- TEXTE DU DOCUMENT:
=======
En 1563, à l’âge de 21 ans, il prend l’habit de carme au Couvent de Santa Ana et, l’année suivante, il fait profession sous le nom de Juan de Santo Matía. Résolution conforme à la prudence du siècle, dans cette famille peu fortunée? La volonté de détachement qui lui impose ce choix s’affirme de façon claire lorsque le jeune religieux demande à vivre selon l’observance primitive de l’ordre, et lorsqu’il projette, un peu plus tard, de devenir chartreux. Ce fils de la Castille est bien possédé par cette insatisfaction essentielle qui jette les «conquistadores» sur les routes de l’Océan, comme leur frère Don Quichotte sur les chemins de son pays.
Mais le voyage de Juan de Santo Matía est intérieur. Pendant les années qu’il passe à Salamanque de 1564 à 1568, pour acquérir le diplôme de «teólogo», nous ignorons quelles sont ses découvertes, et comment il atteint cette intensité de vie spirituelle qui l’imposera à l’admiration de sainte Thérèse au moment de leur première rencontre. Du moins pouvons-nous déterminer certains éléments de sa formation intellectuelle, qui n’ont sans doute pas été sans influence sur l’élaboration – peut-être inconsciente – d’un univers poétique et d’une technique littéraire dont on ne retrouve de traces que beaucoup plus tard.
Avant d’aborder la théologie, un étudiant de Salamanque devait normalement, pendant trois ans, suivre le cours de la Faculté des Arts: grammaire, logique, philosophie naturelle, éthique, morale pratique, et, à titre facultatif, humanités gréco-latines, hébreu. Aucun document ne nous apprend si Juan de Santo Matía s’initia à toutes ces disciplines. Son œuvre, en tous cas, ne révèle aucune trace d’une connaissance du grec ou de l’hébreu. Mais on peut deviner quelle fut l’ambiance de ces années de découverte.
Le jeune religieux loge au collège carmélitain de la ville, où les maîtres de son ordre donnent certains cours. Le reste de l’enseignement est dispensé dans la célèbre université de l’«Athènes Castillane», bruyante de ses cinq mille étudiants. Il est confié à des maîtres aussi renommés que le Brocense, Fray Luis de León ou Mancio de Corpus Christi. Et il n’est pas impossible de discerner quels sont les grands courants intellectuels qui dominent à Salamanque à l’époque où Juan de Santo Matía entre en contact avec l’Alma Mater.
=======
- TÂCHES À RÉALISER:
(A) Indiquez par oui ou par non si chaque affirmation concorde avec le texte sur la formation de Juan de Santo Matía, et citez à l’identique les mots du texte qui en décident. (i) Il prend l’habit de carme au Couvent de Santa Ana à l’âge de 21 ans. (ii) Son œuvre montre qu’il connaissait l’hébreu. (iii) L’université de Salamanque comptait cinq mille étudiants.
(B) Prolongez le texte sur la formation de Juan de Santo Matía à partir de sa dernière phrase.

Entrées de désignation d’objets étiquetés
=======
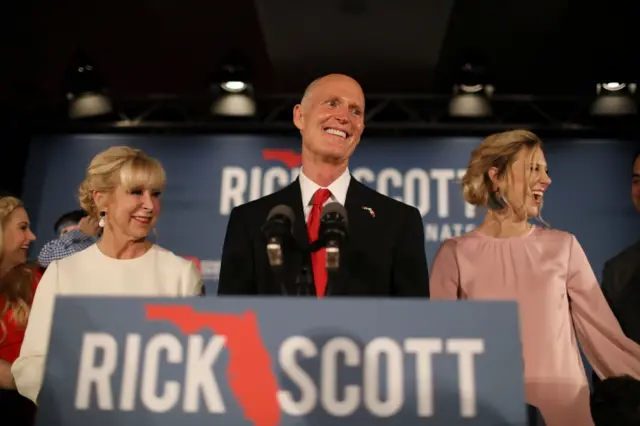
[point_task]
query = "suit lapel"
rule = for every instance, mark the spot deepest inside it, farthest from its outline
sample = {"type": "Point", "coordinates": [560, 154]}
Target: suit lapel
{"type": "Point", "coordinates": [360, 227]}
{"type": "Point", "coordinates": [299, 260]}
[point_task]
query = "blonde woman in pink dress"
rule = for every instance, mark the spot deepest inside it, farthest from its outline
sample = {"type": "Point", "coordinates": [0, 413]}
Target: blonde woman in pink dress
{"type": "Point", "coordinates": [545, 270]}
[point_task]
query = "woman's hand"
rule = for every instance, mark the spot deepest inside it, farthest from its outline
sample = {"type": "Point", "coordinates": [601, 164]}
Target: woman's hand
{"type": "Point", "coordinates": [6, 378]}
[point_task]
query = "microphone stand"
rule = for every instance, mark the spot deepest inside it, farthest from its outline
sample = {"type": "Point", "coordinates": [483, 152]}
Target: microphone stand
{"type": "Point", "coordinates": [332, 265]}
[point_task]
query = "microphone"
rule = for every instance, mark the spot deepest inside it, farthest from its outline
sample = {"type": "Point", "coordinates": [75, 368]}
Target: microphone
{"type": "Point", "coordinates": [333, 233]}
{"type": "Point", "coordinates": [278, 226]}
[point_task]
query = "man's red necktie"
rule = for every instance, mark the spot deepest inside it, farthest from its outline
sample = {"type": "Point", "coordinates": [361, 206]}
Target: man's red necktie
{"type": "Point", "coordinates": [313, 228]}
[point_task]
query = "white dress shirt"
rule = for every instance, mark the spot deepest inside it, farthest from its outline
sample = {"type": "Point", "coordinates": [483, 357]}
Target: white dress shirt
{"type": "Point", "coordinates": [338, 190]}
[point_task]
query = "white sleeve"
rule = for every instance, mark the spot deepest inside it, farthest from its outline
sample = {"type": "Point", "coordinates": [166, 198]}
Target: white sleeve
{"type": "Point", "coordinates": [192, 283]}
{"type": "Point", "coordinates": [28, 369]}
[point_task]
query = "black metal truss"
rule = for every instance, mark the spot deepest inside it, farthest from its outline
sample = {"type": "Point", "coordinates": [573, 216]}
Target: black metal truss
{"type": "Point", "coordinates": [385, 113]}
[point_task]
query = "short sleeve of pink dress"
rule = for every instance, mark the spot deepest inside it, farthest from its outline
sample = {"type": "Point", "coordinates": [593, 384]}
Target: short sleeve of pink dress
{"type": "Point", "coordinates": [559, 298]}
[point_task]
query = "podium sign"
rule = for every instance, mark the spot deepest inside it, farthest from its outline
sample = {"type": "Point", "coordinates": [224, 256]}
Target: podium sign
{"type": "Point", "coordinates": [281, 362]}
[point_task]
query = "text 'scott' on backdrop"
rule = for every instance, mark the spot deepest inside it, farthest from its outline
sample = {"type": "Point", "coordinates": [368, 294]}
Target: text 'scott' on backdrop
{"type": "Point", "coordinates": [261, 362]}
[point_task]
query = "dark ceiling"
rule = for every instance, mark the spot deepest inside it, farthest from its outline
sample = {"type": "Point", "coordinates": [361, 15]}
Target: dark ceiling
{"type": "Point", "coordinates": [173, 46]}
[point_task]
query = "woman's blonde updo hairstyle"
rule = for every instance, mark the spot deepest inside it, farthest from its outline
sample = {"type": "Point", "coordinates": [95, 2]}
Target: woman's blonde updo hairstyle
{"type": "Point", "coordinates": [16, 287]}
{"type": "Point", "coordinates": [119, 165]}
{"type": "Point", "coordinates": [498, 150]}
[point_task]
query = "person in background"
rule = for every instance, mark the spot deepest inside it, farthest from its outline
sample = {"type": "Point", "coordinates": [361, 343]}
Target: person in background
{"type": "Point", "coordinates": [122, 188]}
{"type": "Point", "coordinates": [621, 276]}
{"type": "Point", "coordinates": [18, 282]}
{"type": "Point", "coordinates": [546, 271]}
{"type": "Point", "coordinates": [76, 232]}
{"type": "Point", "coordinates": [616, 402]}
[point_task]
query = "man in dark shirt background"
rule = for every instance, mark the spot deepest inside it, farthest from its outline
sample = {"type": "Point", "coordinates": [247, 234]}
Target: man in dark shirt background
{"type": "Point", "coordinates": [621, 276]}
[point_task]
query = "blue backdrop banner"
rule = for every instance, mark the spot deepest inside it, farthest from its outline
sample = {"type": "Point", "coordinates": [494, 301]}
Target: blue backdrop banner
{"type": "Point", "coordinates": [282, 362]}
{"type": "Point", "coordinates": [209, 175]}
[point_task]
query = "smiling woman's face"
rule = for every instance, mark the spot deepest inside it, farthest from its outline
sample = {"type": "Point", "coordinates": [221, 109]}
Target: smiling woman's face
{"type": "Point", "coordinates": [16, 237]}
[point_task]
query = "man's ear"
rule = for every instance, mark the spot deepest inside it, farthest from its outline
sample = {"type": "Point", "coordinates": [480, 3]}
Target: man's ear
{"type": "Point", "coordinates": [298, 117]}
{"type": "Point", "coordinates": [100, 198]}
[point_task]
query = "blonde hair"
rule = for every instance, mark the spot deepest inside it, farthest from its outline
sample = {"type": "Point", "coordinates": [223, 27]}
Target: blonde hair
{"type": "Point", "coordinates": [119, 165]}
{"type": "Point", "coordinates": [498, 150]}
{"type": "Point", "coordinates": [16, 286]}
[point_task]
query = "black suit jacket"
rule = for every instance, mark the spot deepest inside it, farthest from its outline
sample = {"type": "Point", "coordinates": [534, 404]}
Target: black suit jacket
{"type": "Point", "coordinates": [384, 254]}
{"type": "Point", "coordinates": [621, 288]}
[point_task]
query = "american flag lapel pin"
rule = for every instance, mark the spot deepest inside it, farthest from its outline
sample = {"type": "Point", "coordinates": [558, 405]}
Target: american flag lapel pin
{"type": "Point", "coordinates": [370, 210]}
=======
- RÉPONSES FINALES:
(A)
(i) Oui : « En 1563, à l’âge de 21 ans, il prend l’habit de carme au Couvent de Santa Ana ».
(ii) Non : « Son œuvre, en tous cas, ne révèle aucune trace d’une connaissance du grec ou de l’hébreu. »
(iii) Oui : « bruyante de ses cinq mille étudiants ».

(B)
À partir de 1560 environ se livre une lutte très vive pour généraliser l’emploi du parler castillan, du «romance», à la place du latin. Les autorités universitaires résistent et font interdire les «guitarrillas et chants en romance». On imagine sans peine à quel parti allaient les sympathies de celui qui puisera si largement dans le répertoire de la poésie populaire et qui écrira tous ses traités en langue vulgaire, suivant d’ailleurs en cela l’exemple d’illustres prédécesseurs tels que Luis de Granada, Francisco de Osuna ou Bernardino de Laredo.
Mais la culture latine n’est pas méprisée pour autant, la chaire de rhétorique étant confiée au célèbre philologue «el Brocense», qui explique en 1567 le livre III des Métamorphoses d’Ovide et le De Narratione de Cicéron. Saint Jean de la Croix, il faut pourtant le reconnaître, bien qu’il n’ignore pas systématiquement les Romains, ne fera pas souvent appel à leur exemple. Et le surnom de «petit Sénèque» que sainte Thérèse lui donne à cause, sans doute, de ses lumineuses sentences, ne doit pas nous faire croire qu’elle le considérait comme un grand latiniste.
Quant aux études hébraïques et aux efforts que certains esprits audacieux tels que Fray Luis de León, Gaspar Grajal ou Martinez Cantalapiedra faisaient pour pénétrer directement l’Écriture sainte, il est peu probable que Juan de Santo Matía ait pu les ignorer. Le procès inquisitorial et l’emprisonnement, en 1572, de ces maîtres jugés trop hardis devait être la conclusion d’une lutte engagée de longue date et suivie avec intérêt par tous les étudiants. Mais quelques très rares rencontres1 entre des citations bibliques de saint Jean de la Croix et la traduction du Cantique des Cantiques en espagnol par F. Luis de León peuvent très bien être le fruit du hasard et ne sauraient nous autoriser à dire que Juan de Santo Matía avait lu cette traduction. En tous cas le jeune carme, s’il était fidèle à l’esprit de son ordre, devait désapprouver ceux qui se détachaient de la tradition scolastique.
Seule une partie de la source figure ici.